# TEXT FOR ANALYSIS
..............................
I think it's a mistake to conflate the thinking behind this "skylight" with something you read in Gibson or Huxley

Not to be pedantic, but I'd appreciate a cite to anything that Gibson or Huxley wrote about underground human hive civilizations. Seriously: Forster, Bass, Lucas, that russian fellow who wrote We, Wells - it's kind of a pet obsession. If Gibson and / or Huxley wrote about them, I somehow missed it (and I'd like to catch up).
posted by doctor tough love at 10:34 PM on February 13, 2015


potsmokinghippieoverlord: "Oof. Seems a bit pricey."

"CoeLux currently costs £40,000 (~$61,000) to buy and up to £5,000 (~$7,600) for installation."

A bit pricey. I'm trying to figure out how a flat panel could possibly cost $8000 to install. That's got to include the renovation price to get the angled recess mount.
posted by Mitheral at 10:48 PM on February 13, 2015


I'm guessing you need to buy off the upstairs neighbours to put a massive triangular lump in their floor.
posted by grahamparks at 12:21 AM on February 14, 2015 [1 favorite]


I live in Seattle, and I want six of these in my house. And a big one outside.
posted by reprise the theme song and roll the credits at 2:25 AM on February 14, 2015 [2 favorites]


Just my personal impression...

As an Australian I'm not sure I'd like this too much. After a lifetime of classical conditioning, I associate direct sunlight and clear blue skies with high temperatures and physical discomfort, though intellectually I know this would in fact be a cold LED light. It would take a bit of getting used to for me to associate bright sunlight coming through a window with pleasant feelings! I like things a bit dark inside and have heavy curtains and blinds for that purpose.

I guess it would be different if I came from somewhere less sunny. If I lived somewhere with proper blizzards during long, dark winters I might crave a bit of sunlight, even fake stuff.
posted by Mokusatsu at 5:29 AM on February 14, 2015 [1 favorite]


"The first is probably something we either won't notice or can readily overlook."

I think it would be difficult to overlook. This is the problem with simulated windows, too.

I also am curious about the spectrum. As I understand it, they're somehow coming close to the Sun's spectral distribution and then diffusing the blue portion throughout the surface, while presenting the rest of it directly (like what happens in the atmosphere with Rayleigh scattering). I'm curious about whether this is really that important.
..............................
# WORK TO COMPLETE
(1) In the discussion of the CoeLux skylight, what is the stated price to buy one?
(2) Please continue the CoeLux skylight discussion with a few more comments in the same style, starting after its final sentence.
..............................
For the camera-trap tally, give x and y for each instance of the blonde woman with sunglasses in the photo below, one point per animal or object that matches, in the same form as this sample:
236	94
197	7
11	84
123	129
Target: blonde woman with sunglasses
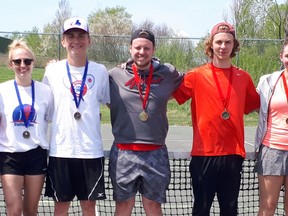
25	110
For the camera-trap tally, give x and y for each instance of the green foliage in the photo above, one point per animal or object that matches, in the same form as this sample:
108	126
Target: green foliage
178	52
259	57
8	74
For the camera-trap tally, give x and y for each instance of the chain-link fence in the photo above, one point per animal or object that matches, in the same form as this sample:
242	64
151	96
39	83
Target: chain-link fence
257	56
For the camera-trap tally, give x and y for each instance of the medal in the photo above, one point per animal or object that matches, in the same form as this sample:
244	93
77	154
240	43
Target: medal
144	99
26	134
143	116
77	115
286	90
77	100
27	119
225	115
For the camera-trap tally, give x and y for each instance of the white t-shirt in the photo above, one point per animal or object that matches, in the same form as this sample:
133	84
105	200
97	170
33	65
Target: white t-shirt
11	123
71	138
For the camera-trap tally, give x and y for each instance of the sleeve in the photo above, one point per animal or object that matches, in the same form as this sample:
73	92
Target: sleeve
105	88
185	90
252	97
50	109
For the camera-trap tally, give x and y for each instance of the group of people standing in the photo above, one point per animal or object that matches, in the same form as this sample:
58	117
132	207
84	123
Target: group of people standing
137	93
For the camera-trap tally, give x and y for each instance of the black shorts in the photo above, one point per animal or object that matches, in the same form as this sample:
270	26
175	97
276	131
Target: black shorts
216	175
32	162
70	177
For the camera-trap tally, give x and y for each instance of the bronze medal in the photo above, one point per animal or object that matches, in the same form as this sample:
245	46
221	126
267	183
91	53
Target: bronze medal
26	134
77	115
225	115
143	116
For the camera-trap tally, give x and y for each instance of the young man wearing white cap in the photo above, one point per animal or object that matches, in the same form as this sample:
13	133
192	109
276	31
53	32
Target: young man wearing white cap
76	158
220	95
140	90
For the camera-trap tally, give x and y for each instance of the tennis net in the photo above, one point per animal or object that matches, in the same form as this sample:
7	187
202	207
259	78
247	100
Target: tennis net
179	194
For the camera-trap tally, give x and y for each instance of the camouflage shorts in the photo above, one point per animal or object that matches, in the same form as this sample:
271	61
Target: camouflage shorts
145	171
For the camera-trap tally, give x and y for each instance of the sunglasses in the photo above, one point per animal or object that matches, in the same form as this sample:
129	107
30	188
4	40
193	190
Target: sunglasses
27	62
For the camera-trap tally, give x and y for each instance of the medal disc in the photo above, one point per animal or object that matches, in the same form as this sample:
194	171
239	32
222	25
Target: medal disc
143	116
225	115
26	134
77	115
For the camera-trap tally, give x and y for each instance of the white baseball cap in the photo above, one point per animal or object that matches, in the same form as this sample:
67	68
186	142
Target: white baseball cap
77	23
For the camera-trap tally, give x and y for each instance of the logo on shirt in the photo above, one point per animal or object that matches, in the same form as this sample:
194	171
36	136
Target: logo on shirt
17	115
89	83
132	82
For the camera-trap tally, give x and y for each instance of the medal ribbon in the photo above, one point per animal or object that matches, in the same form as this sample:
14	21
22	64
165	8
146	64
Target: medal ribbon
23	117
77	102
224	101
285	85
138	81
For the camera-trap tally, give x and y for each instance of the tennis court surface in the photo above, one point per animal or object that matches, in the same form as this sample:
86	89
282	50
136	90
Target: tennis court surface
179	195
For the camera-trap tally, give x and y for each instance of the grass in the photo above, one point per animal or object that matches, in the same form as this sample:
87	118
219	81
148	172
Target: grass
177	115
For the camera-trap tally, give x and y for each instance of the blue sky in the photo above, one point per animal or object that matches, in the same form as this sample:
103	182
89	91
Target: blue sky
193	18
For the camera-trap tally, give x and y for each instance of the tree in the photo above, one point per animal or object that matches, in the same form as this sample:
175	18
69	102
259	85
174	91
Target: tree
50	45
109	29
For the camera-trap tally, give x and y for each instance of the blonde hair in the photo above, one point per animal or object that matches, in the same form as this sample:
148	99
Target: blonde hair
19	43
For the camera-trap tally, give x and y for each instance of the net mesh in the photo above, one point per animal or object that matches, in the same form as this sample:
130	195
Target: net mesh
179	194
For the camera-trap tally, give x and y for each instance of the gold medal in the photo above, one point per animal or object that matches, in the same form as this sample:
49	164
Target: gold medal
225	115
143	116
26	134
77	115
..............................
# OUTPUTS FOR THE TASKS
(1) £40,000 (about $61,000).

(2)
I guess that perceptually it probably would be, given that what's happening outside is that we're actually getting that blue portion through the whole of the sky leaving the Sun itself to be relatively yellow. So the illumination of an outdoor scene is going to be "white" because of all that blue through the whole sky, but when we look at the Sun it will look (sort of) yellow. A regular light source that has the Sun's spectrum will end up looking very blue when we look at it directly in a way that the Sun never does -- that's maybe why those special light bulbs seem so blue and it's not just in contrast to the normal reddish spectrum of incandescent bulbs. So I can see how this could be important.
posted by Ivan Fyodorovich at 8:02 AM on February 14, 2015


Maybe I'm missing an important link but it feels like directional light and "sun" image is created by something simple, like the interference pattern from a couple of moire screens but at nano-tech scale.
posted by bonobothegreat at 10:30 AM on February 14, 2015


How does it integrate with the Cloud?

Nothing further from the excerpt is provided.